Short problem: Count the rows below that contain the string "dark", matching case exactly, and give only the number.

Materials provided:
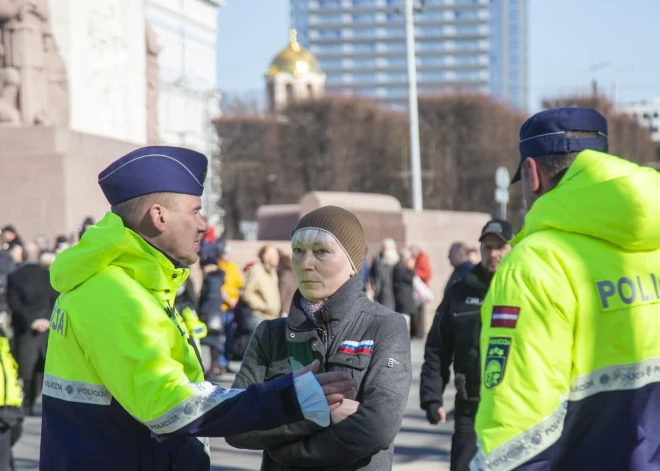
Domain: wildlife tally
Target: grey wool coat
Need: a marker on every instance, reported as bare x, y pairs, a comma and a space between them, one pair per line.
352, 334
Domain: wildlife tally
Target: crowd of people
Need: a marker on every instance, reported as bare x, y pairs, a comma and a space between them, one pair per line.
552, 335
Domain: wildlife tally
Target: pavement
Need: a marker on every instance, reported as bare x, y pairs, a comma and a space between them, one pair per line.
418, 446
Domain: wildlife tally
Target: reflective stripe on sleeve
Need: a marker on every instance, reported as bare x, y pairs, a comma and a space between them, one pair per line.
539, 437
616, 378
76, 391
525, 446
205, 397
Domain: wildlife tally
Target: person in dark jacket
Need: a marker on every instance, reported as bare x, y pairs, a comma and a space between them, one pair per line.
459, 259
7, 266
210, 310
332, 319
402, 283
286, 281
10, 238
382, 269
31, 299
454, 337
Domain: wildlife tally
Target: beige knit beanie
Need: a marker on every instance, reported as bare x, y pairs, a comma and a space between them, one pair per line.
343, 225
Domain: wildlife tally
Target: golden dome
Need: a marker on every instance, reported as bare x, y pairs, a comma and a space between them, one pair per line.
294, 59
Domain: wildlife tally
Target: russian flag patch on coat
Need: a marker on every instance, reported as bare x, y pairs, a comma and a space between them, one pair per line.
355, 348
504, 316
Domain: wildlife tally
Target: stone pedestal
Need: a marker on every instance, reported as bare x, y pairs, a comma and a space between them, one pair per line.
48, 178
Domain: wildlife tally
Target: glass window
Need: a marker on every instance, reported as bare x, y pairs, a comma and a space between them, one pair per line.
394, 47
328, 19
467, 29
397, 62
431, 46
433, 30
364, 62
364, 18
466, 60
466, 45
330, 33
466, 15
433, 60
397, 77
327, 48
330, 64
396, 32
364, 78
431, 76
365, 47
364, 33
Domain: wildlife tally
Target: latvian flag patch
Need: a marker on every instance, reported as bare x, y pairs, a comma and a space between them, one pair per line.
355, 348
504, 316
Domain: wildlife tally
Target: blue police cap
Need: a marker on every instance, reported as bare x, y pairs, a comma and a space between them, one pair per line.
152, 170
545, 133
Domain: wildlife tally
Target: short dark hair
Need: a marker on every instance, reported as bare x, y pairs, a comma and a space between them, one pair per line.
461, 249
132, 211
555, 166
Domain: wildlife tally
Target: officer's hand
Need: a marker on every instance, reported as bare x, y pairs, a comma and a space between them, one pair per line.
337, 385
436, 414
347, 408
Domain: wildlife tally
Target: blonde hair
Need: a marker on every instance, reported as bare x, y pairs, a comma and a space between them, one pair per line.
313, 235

...

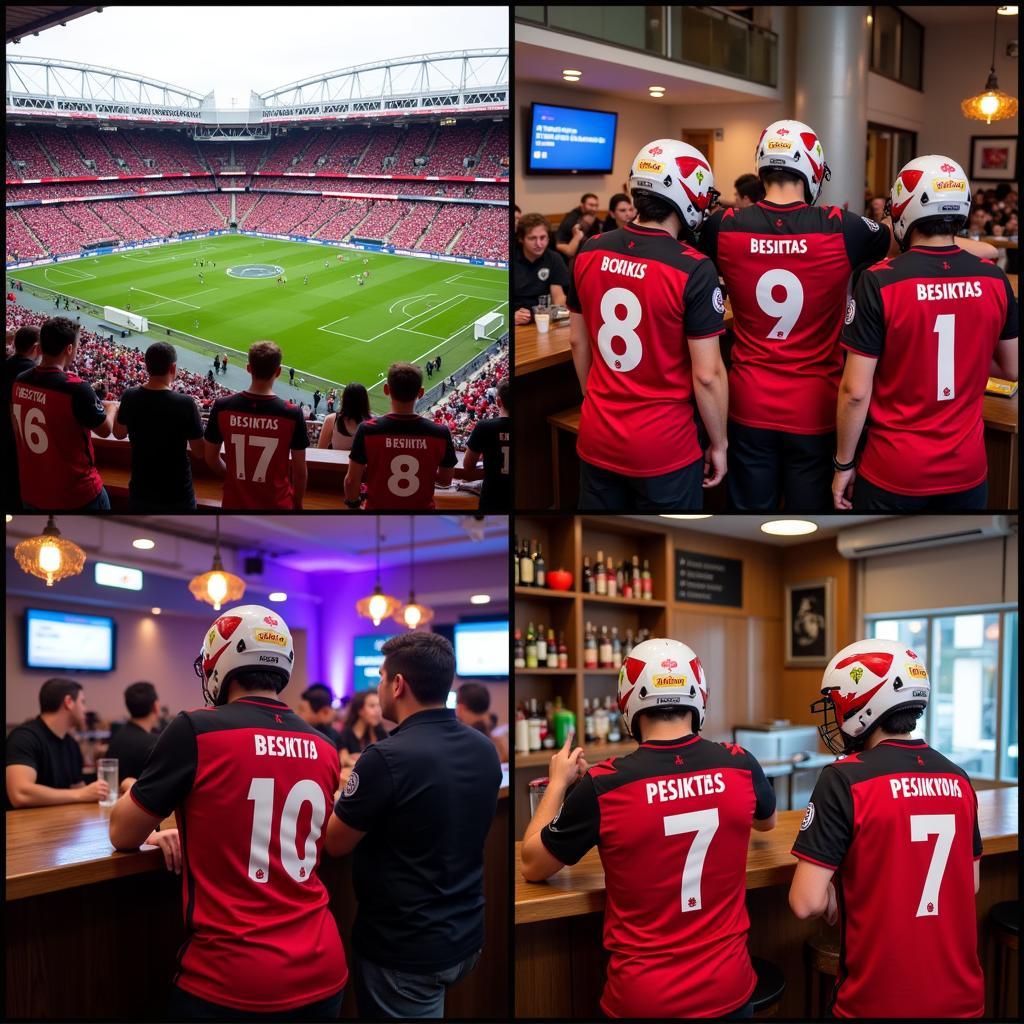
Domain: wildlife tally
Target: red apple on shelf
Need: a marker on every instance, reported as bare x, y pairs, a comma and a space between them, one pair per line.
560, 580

Completed task: 2